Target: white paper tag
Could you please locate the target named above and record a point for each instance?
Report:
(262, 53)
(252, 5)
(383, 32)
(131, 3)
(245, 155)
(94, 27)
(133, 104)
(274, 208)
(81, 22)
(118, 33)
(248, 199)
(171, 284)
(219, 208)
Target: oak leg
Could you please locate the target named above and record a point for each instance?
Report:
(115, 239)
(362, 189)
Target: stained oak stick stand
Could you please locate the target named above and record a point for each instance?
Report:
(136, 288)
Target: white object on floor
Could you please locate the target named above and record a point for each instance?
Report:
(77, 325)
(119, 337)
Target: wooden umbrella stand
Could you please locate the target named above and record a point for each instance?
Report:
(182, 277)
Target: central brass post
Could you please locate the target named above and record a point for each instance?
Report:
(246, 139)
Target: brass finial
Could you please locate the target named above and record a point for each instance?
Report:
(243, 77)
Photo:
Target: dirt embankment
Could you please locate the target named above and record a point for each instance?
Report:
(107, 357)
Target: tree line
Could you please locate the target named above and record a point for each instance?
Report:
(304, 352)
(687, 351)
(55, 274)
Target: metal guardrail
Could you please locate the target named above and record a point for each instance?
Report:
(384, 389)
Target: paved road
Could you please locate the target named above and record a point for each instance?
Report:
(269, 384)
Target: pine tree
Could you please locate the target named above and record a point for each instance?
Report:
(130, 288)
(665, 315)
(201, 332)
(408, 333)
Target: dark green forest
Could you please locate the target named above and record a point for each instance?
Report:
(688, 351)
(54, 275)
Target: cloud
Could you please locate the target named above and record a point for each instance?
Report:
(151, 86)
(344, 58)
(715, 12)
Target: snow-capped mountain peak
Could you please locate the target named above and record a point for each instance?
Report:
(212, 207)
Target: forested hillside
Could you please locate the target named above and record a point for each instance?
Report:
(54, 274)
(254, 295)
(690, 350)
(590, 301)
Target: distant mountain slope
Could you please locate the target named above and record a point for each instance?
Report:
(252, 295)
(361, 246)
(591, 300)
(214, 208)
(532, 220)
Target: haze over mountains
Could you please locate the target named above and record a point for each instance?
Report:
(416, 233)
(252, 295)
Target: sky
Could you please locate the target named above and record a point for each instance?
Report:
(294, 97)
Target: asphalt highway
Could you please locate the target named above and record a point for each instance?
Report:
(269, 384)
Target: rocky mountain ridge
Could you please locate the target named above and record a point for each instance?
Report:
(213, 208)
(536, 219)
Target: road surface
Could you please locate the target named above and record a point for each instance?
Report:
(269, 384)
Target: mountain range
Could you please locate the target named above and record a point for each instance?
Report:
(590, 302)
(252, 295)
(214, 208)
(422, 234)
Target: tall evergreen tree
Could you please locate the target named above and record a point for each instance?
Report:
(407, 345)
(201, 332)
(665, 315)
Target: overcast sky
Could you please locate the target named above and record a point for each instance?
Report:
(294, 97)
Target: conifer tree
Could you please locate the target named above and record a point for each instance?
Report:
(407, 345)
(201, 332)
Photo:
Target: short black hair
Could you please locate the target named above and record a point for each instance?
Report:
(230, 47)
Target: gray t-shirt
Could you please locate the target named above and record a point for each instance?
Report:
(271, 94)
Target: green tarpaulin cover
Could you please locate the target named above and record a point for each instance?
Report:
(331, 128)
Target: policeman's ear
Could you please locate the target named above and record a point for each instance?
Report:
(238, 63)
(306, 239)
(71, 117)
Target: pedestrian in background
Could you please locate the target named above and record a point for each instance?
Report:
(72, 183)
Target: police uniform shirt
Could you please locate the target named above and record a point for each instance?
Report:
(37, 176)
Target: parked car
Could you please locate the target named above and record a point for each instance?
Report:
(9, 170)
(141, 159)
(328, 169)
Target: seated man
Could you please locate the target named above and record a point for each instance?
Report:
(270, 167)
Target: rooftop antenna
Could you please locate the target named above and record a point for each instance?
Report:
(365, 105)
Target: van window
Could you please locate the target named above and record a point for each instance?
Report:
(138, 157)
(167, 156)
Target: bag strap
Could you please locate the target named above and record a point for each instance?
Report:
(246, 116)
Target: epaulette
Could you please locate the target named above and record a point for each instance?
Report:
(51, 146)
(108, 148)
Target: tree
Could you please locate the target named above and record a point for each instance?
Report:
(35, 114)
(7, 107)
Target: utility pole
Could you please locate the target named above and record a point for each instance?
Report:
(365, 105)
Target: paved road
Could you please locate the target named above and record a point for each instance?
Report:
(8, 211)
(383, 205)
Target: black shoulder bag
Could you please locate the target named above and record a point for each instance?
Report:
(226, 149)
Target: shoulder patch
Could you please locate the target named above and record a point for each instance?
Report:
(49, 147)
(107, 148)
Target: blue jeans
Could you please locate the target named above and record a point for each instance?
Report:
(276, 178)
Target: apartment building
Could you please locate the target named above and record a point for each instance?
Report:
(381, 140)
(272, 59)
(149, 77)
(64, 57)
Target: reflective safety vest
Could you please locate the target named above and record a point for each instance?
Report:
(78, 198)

........

■ **What the task requires**
Your task is to quote the lines above, beginning with the first and ending with the one that holds "Target: oak leg".

■ **Task solution**
Target: white paper tag
Could you please locate the target named above and record a point for each instance?
Report:
(262, 53)
(252, 5)
(383, 32)
(131, 3)
(245, 155)
(94, 27)
(133, 104)
(274, 208)
(81, 22)
(118, 33)
(248, 199)
(171, 284)
(219, 208)
Target: oak leg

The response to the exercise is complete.